→ **Problem**: Your task is to transcribe the entries below exactly, beginning with the line containing "Pretty please, detect the white banner" and ending with the final line, and to add nothing else.

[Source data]
+++++

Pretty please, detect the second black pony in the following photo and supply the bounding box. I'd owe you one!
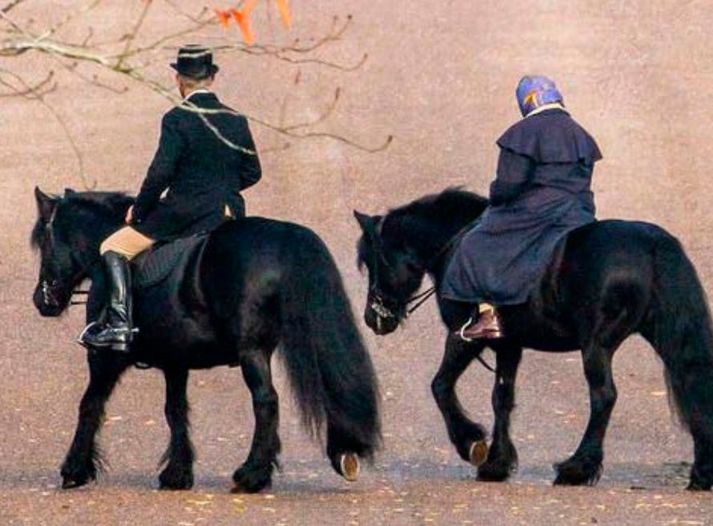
[355,188,713,490]
[31,187,380,493]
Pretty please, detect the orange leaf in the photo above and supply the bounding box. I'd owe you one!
[215,9,232,28]
[276,0,291,28]
[231,8,254,44]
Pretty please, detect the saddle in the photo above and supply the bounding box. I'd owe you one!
[131,234,208,290]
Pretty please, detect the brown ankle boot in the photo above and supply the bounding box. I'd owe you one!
[457,307,503,341]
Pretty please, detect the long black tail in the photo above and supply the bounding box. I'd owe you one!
[640,233,713,485]
[278,228,380,460]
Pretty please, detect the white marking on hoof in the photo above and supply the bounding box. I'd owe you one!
[469,440,488,467]
[339,453,360,482]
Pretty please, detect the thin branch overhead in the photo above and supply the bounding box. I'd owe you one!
[0,1,392,185]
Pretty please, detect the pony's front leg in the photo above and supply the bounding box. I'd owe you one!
[158,367,195,490]
[61,352,130,489]
[477,346,522,482]
[431,334,488,466]
[554,346,616,486]
[232,349,280,493]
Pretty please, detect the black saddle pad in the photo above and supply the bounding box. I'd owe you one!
[132,234,208,290]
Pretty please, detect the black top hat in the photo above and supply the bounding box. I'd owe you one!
[170,45,219,79]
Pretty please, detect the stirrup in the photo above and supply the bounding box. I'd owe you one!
[76,321,99,347]
[458,317,476,342]
[77,323,139,351]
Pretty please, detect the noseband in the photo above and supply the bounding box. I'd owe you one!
[369,287,437,321]
[39,211,97,309]
[41,279,60,307]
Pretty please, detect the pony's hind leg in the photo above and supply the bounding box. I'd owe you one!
[477,346,522,482]
[232,349,280,493]
[158,367,195,490]
[431,334,489,466]
[640,323,713,491]
[61,352,130,489]
[554,345,616,486]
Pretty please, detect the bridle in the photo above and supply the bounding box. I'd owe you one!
[39,260,96,308]
[39,209,98,309]
[366,217,495,372]
[367,218,480,321]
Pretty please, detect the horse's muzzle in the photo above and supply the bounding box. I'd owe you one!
[364,298,400,335]
[33,280,67,317]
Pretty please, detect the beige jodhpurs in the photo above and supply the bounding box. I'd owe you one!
[100,206,234,260]
[99,226,155,261]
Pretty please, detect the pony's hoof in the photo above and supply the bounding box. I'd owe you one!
[686,481,711,491]
[687,465,713,491]
[60,463,95,490]
[477,459,514,482]
[469,440,489,467]
[159,467,194,490]
[231,464,273,493]
[61,477,88,489]
[231,478,271,494]
[553,459,602,486]
[338,453,360,482]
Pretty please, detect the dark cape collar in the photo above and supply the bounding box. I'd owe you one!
[498,108,602,164]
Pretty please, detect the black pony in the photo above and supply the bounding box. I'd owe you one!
[355,188,713,490]
[31,187,380,492]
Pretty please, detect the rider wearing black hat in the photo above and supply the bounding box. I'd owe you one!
[80,45,262,351]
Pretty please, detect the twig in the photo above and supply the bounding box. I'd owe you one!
[0,6,392,155]
[267,15,353,55]
[161,0,210,25]
[52,55,128,94]
[282,87,340,132]
[216,44,368,72]
[1,0,26,14]
[115,0,153,69]
[0,67,95,188]
[42,0,104,40]
[0,68,54,96]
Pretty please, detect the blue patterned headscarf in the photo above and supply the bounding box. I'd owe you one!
[516,75,563,117]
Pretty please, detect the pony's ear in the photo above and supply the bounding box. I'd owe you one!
[35,186,57,221]
[353,210,373,232]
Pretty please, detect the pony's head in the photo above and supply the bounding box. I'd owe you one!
[354,210,428,335]
[30,187,131,317]
[354,189,489,335]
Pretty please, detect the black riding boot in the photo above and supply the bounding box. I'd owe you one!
[79,251,135,352]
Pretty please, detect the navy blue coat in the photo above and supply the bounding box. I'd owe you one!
[131,92,261,241]
[442,108,602,305]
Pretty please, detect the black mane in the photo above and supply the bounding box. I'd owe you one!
[31,191,134,249]
[385,188,488,225]
[358,188,489,268]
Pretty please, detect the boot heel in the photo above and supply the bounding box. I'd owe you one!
[110,342,131,353]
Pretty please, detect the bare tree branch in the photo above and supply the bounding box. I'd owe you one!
[1,0,27,14]
[0,3,393,188]
[115,0,153,69]
[42,0,104,41]
[0,68,54,96]
[282,87,341,132]
[216,43,368,72]
[161,0,210,25]
[0,67,94,188]
[53,56,129,94]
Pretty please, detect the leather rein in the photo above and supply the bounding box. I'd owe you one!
[368,217,495,373]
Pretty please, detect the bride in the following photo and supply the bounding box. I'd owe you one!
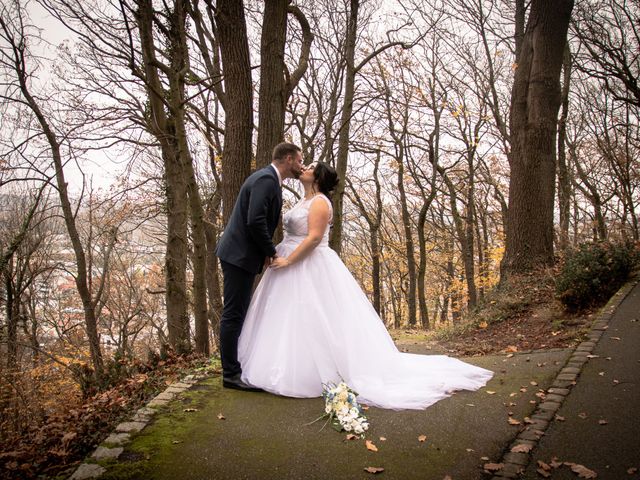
[238,162,493,410]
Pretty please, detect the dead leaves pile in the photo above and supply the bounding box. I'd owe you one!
[0,353,212,479]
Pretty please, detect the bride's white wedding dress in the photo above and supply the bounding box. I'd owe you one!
[238,194,493,410]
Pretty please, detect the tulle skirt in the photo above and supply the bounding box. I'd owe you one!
[238,236,493,410]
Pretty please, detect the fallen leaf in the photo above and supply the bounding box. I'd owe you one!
[364,466,384,474]
[418,435,427,442]
[217,413,225,420]
[366,440,378,452]
[538,460,551,471]
[172,440,182,444]
[346,434,358,440]
[598,419,608,425]
[613,379,620,384]
[183,408,198,412]
[578,412,588,419]
[628,467,638,474]
[483,462,504,472]
[486,390,496,395]
[466,403,476,407]
[511,444,532,453]
[537,468,552,478]
[550,457,563,468]
[361,405,370,410]
[509,393,518,397]
[505,345,518,353]
[506,353,514,358]
[479,321,488,329]
[598,372,605,376]
[555,415,566,421]
[481,456,490,461]
[508,418,521,425]
[524,417,534,424]
[611,336,621,340]
[530,381,538,386]
[520,387,528,393]
[466,448,475,452]
[586,354,599,359]
[570,463,598,478]
[379,437,387,441]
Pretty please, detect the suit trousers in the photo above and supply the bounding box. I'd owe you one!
[219,260,256,377]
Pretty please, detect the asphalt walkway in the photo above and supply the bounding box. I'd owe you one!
[520,280,640,479]
[76,277,640,480]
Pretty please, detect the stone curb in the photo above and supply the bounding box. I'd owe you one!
[489,275,639,480]
[68,373,208,479]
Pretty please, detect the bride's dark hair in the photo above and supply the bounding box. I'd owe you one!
[313,163,339,199]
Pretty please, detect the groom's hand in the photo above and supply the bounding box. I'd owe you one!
[270,257,290,269]
[264,255,278,269]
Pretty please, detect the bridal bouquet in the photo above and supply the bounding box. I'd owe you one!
[321,382,369,436]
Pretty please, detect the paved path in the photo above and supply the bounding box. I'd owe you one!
[520,280,640,480]
[74,277,639,480]
[94,351,569,480]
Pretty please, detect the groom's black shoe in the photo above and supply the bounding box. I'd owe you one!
[222,374,263,392]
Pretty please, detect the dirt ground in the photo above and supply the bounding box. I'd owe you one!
[391,274,594,357]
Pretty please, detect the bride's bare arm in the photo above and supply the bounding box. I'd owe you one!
[271,198,330,269]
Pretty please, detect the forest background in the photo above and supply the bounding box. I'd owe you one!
[0,0,638,477]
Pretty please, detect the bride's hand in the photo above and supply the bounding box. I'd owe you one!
[270,257,291,269]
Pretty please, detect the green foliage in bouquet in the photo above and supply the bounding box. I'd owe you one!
[556,241,639,311]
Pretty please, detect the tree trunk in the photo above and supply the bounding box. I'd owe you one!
[167,0,209,355]
[15,60,105,379]
[137,0,191,354]
[416,203,430,329]
[216,0,254,224]
[557,44,572,253]
[255,0,288,169]
[502,0,574,277]
[396,156,417,327]
[464,155,478,309]
[330,0,358,255]
[4,260,17,370]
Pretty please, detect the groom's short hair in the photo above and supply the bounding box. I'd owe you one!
[272,142,301,163]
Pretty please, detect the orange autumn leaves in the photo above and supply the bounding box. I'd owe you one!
[362,434,429,475]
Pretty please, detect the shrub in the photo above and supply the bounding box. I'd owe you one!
[556,241,639,311]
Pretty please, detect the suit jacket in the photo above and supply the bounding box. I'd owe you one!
[215,166,282,274]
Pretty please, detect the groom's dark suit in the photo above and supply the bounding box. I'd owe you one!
[215,166,282,379]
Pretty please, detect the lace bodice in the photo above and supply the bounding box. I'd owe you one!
[282,194,333,246]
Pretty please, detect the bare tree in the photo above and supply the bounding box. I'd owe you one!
[502,0,574,276]
[0,2,106,378]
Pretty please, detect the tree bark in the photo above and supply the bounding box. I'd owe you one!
[502,0,574,277]
[255,0,288,169]
[557,44,572,253]
[137,0,190,354]
[216,0,254,224]
[166,0,209,355]
[330,0,358,255]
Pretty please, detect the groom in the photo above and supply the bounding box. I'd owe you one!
[216,142,303,391]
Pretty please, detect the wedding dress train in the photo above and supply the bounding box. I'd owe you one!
[238,195,493,410]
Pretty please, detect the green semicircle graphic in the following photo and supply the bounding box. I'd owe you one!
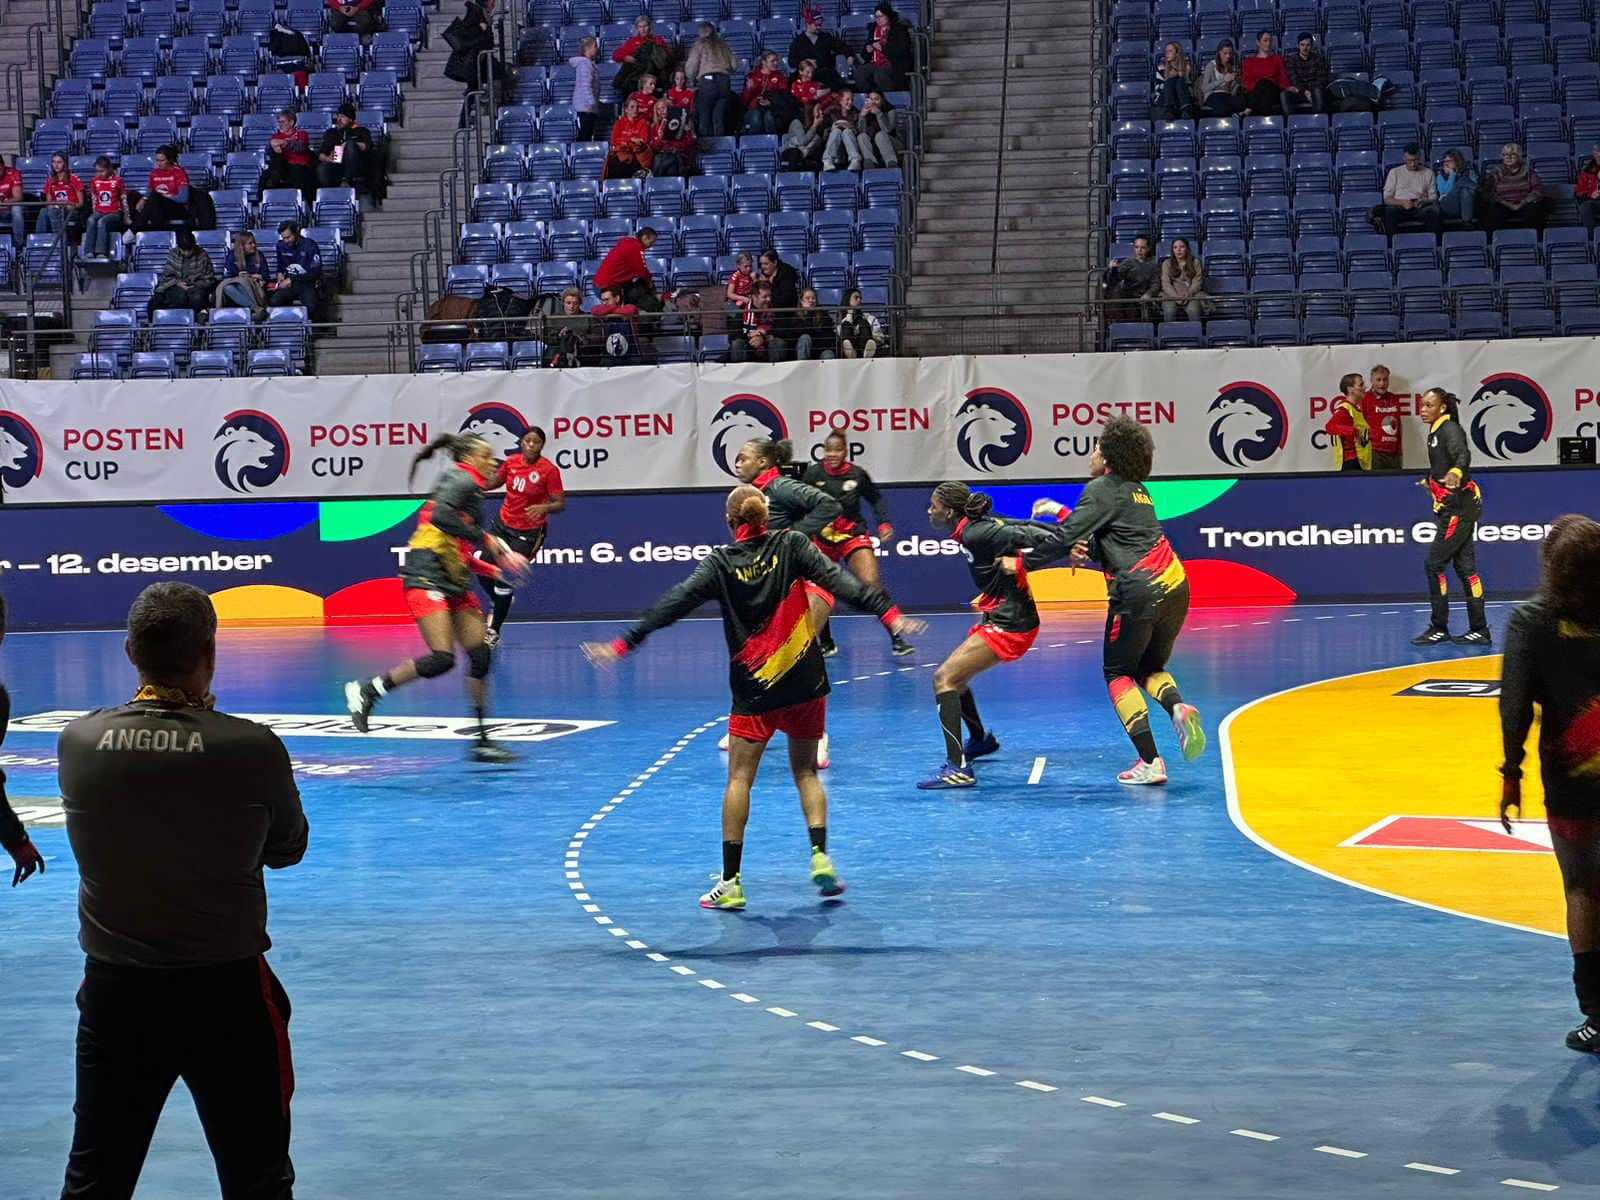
[1144,478,1237,520]
[318,499,425,542]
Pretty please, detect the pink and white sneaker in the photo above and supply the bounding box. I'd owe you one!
[816,732,831,770]
[1117,757,1168,786]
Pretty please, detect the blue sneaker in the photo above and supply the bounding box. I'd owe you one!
[962,730,1000,761]
[917,761,976,790]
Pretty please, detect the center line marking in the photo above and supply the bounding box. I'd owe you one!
[807,1021,839,1032]
[1081,1096,1127,1108]
[956,1065,995,1077]
[669,965,695,976]
[730,993,759,1003]
[851,1035,887,1046]
[901,1050,939,1061]
[1501,1180,1560,1192]
[698,979,725,990]
[766,1007,797,1018]
[1405,1163,1460,1176]
[645,952,669,963]
[1229,1129,1278,1142]
[1153,1112,1200,1125]
[1017,1080,1057,1093]
[1028,756,1046,785]
[1314,1146,1367,1159]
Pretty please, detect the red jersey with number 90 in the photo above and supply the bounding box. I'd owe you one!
[497,453,563,531]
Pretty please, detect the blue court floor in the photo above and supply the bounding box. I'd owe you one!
[2,602,1596,1199]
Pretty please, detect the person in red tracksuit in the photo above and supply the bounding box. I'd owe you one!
[480,426,565,646]
[1362,363,1405,470]
[741,52,790,134]
[1323,372,1372,471]
[593,225,661,310]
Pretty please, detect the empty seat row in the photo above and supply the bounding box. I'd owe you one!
[69,33,415,82]
[1106,309,1600,350]
[51,71,402,122]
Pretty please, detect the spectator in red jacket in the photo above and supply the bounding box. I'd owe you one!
[264,110,317,205]
[594,226,662,311]
[1241,30,1289,116]
[134,144,192,231]
[328,0,381,35]
[666,68,696,112]
[1362,364,1405,470]
[1323,373,1372,472]
[789,57,829,108]
[649,98,697,177]
[628,72,661,120]
[0,154,25,245]
[1577,142,1600,231]
[612,13,672,99]
[742,52,789,134]
[602,95,656,178]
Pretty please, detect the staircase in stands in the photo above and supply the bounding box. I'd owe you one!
[0,0,60,144]
[903,0,1098,354]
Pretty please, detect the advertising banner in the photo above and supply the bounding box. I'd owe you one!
[0,469,1590,630]
[0,339,1596,505]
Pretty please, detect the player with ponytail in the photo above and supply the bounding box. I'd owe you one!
[342,433,530,763]
[1413,386,1490,646]
[583,485,923,911]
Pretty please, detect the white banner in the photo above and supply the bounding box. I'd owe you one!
[1,337,1595,503]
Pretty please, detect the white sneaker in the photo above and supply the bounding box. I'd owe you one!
[1117,757,1167,786]
[718,732,730,751]
[816,731,831,770]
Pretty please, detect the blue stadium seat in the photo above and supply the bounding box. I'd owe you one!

+++++

→ **Answer to this task**:
Pretty please, detect the white banner in the photo above and supply the bounding box. I'd owe you one!
[1,337,1595,503]
Pretty please, detect the white sneaker in the photo above and supply the bounding box. I'd owe you one!
[1117,757,1167,786]
[718,732,730,751]
[816,731,831,770]
Pretty please, detect the blue stadium seat in the photo above and supply the bounding box. I'd owe you one!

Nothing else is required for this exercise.